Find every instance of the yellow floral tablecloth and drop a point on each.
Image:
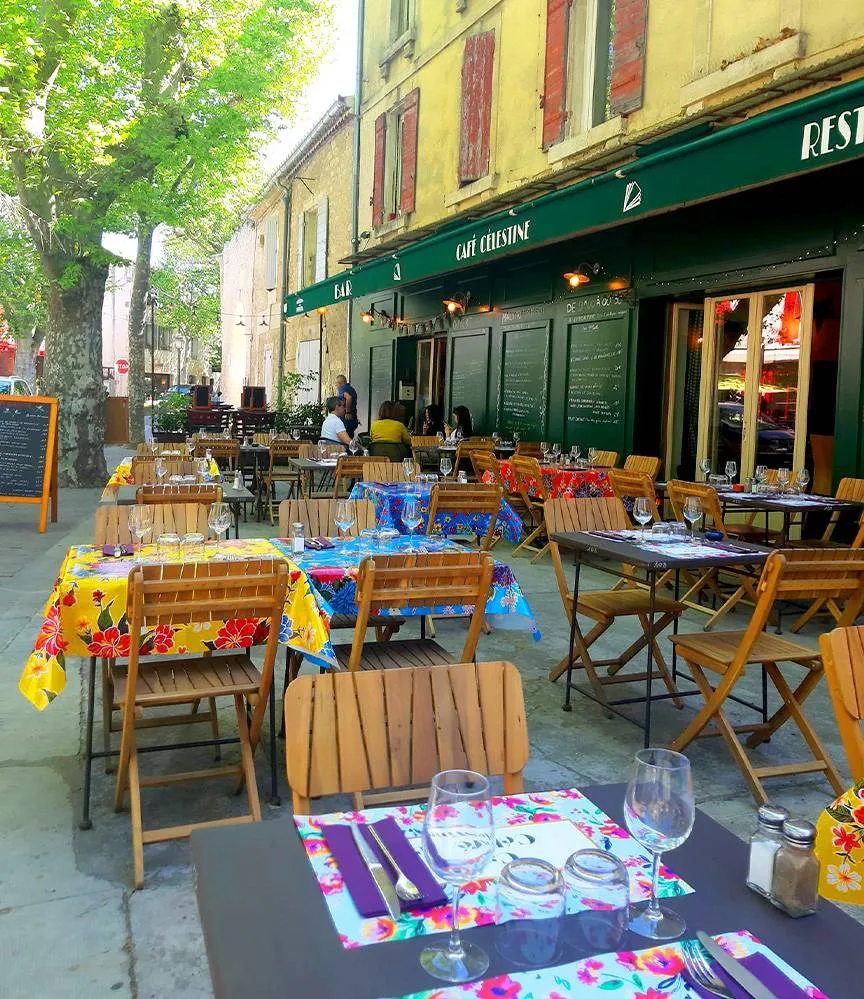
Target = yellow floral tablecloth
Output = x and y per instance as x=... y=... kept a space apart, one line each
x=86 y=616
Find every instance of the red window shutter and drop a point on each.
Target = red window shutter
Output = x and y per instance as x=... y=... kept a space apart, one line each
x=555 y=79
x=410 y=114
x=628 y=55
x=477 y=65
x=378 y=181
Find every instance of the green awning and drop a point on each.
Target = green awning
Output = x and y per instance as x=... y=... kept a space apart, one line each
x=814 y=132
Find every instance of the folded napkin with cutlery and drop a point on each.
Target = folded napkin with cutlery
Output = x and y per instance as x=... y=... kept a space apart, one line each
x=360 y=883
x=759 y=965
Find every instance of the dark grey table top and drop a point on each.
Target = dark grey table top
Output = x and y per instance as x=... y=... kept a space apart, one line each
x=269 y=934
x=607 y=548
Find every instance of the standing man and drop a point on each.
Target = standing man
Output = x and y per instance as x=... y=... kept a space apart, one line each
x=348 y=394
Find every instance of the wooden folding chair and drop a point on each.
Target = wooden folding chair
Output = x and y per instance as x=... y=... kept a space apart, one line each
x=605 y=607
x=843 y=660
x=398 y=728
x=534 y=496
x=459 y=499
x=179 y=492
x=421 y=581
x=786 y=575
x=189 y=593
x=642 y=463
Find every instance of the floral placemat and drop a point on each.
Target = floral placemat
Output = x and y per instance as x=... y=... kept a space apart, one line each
§ §
WHAT YOU WILL DO: Above are the entries. Quote exactly the lines from the one bearing "Find every instance of the red" through the one bearing "Target = wooden folding chair".

WRITTEN REPLY:
Find every instance of the red window shutter and drop a point on each.
Target = red window shutter
Output = x and y per instance as x=... y=... kept a space apart, one line each
x=555 y=79
x=410 y=114
x=628 y=55
x=477 y=65
x=378 y=181
Find every instance of the green awning and drop a point on each.
Target = green awning
Output = x and y per instance as x=... y=... kept a space apart, one line each
x=814 y=132
Find every instance of the folded napkin with cutlery and drop a point on each.
Target = folded napkin with cutlery
Output = x and y per instance as x=... y=... kept a space apart, one line each
x=360 y=883
x=759 y=965
Find every instance of the dark grey table top and drop a point on each.
Target = dark grey table top
Output = x and y per instance as x=... y=... kept a space apart, one line each
x=269 y=934
x=607 y=548
Find every instance of the standing man and drop a point on each.
Target = standing man
Output = x and y per instance as x=... y=... kept a space apart, one line each
x=348 y=394
Find every instance of the wooden folding chair and drop a point on each.
Target = wooden folding chair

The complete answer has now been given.